__Activity__
Only the lines that hold "mask" should be in the answer, each copied from the data below.

__Task input__

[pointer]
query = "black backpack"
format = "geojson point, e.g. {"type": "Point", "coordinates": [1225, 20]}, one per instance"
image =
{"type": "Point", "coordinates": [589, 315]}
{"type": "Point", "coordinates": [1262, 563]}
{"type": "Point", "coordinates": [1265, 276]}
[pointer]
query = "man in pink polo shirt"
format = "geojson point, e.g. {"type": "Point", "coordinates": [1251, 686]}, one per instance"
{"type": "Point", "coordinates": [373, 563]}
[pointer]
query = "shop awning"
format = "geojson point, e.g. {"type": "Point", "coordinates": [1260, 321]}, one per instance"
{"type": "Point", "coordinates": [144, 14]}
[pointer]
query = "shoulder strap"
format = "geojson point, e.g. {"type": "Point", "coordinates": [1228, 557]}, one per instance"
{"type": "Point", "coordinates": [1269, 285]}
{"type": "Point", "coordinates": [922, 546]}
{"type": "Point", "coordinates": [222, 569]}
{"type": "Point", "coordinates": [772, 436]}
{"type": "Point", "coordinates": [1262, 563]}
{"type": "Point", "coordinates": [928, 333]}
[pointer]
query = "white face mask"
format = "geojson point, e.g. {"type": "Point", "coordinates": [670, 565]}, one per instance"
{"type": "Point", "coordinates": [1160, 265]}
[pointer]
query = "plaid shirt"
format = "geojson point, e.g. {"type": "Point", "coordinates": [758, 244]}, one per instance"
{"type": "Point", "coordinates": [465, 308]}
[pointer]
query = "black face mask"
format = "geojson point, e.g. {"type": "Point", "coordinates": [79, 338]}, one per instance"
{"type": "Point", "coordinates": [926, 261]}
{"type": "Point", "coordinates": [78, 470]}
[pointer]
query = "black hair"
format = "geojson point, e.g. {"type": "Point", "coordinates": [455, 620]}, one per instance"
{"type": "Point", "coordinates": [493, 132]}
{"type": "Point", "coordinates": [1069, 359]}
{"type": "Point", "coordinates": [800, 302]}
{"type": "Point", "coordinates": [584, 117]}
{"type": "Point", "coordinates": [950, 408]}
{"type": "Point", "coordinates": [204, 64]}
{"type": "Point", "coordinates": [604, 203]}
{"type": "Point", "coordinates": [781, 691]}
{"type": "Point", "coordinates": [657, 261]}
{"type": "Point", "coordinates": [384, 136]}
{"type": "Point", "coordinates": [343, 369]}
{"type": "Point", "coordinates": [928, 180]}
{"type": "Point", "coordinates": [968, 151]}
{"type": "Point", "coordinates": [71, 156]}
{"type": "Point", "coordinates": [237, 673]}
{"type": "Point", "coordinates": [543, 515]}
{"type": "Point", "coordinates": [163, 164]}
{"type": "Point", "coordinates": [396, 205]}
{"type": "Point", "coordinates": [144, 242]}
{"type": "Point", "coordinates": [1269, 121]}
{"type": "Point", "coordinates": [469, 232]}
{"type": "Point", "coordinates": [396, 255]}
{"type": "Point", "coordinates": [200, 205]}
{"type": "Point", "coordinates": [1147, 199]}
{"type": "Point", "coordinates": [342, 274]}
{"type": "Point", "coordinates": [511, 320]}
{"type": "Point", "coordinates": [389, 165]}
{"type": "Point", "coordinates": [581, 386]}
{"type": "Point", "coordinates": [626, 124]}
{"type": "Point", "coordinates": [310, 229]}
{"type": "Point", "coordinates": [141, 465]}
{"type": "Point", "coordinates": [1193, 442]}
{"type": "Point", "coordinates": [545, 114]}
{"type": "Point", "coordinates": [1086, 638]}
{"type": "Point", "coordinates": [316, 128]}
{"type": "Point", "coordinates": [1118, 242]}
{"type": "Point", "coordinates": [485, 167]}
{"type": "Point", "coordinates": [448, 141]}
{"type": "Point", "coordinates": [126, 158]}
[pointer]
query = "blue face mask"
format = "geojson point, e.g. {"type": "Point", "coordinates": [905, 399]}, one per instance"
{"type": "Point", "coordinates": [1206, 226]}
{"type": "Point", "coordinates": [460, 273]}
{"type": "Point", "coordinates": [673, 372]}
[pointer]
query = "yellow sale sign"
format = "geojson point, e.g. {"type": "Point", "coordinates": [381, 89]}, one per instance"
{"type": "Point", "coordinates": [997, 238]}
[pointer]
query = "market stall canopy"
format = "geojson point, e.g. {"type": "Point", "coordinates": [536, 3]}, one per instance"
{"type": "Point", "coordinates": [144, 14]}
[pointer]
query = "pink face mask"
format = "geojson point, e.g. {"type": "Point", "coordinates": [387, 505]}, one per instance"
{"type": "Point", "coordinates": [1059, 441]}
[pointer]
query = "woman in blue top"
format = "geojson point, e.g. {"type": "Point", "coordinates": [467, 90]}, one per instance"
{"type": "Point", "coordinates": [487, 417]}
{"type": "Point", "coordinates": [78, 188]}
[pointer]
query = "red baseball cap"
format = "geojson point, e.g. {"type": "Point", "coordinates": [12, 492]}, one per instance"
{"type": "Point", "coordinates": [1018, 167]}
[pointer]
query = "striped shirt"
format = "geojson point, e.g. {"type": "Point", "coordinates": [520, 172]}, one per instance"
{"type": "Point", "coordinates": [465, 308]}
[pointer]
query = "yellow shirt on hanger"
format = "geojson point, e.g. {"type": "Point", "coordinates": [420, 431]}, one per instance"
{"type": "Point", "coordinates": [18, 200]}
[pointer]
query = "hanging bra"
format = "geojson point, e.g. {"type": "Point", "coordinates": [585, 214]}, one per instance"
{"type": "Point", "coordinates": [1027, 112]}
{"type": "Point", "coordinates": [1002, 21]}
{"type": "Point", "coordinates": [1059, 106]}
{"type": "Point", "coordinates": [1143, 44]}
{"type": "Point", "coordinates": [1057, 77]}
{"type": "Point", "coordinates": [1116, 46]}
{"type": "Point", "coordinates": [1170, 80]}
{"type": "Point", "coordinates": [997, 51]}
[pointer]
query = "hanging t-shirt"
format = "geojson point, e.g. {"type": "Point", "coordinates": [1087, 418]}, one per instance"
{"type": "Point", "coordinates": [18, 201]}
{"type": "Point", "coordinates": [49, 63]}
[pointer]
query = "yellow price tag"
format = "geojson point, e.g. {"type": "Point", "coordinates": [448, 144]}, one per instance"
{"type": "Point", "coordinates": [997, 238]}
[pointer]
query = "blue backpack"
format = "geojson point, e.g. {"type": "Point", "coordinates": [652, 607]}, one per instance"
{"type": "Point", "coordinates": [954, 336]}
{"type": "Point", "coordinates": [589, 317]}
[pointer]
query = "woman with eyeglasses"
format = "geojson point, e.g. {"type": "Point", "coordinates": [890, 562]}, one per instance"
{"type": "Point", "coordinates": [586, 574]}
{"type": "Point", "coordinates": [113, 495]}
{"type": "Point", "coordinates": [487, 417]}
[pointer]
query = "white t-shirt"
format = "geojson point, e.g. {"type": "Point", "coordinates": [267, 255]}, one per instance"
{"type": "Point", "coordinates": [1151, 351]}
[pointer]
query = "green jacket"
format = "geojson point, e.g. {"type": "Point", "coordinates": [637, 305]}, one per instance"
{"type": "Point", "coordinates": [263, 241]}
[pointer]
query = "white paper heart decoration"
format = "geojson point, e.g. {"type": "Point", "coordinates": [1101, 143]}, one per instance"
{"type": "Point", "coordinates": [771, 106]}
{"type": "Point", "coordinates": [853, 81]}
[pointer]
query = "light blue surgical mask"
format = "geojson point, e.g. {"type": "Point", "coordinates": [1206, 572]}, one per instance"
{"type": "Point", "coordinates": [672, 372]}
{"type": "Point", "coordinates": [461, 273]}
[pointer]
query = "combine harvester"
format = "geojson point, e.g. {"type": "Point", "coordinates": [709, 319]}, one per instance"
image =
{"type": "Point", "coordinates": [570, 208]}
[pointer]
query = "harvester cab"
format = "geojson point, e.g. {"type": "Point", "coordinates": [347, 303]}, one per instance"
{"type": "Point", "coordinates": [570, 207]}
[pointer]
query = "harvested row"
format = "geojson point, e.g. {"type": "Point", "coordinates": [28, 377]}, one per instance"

__Output of the task__
query = "white face mask"
query = "black face mask"
query = "blue face mask"
query = "pink face mask"
query = "light blue surgical mask"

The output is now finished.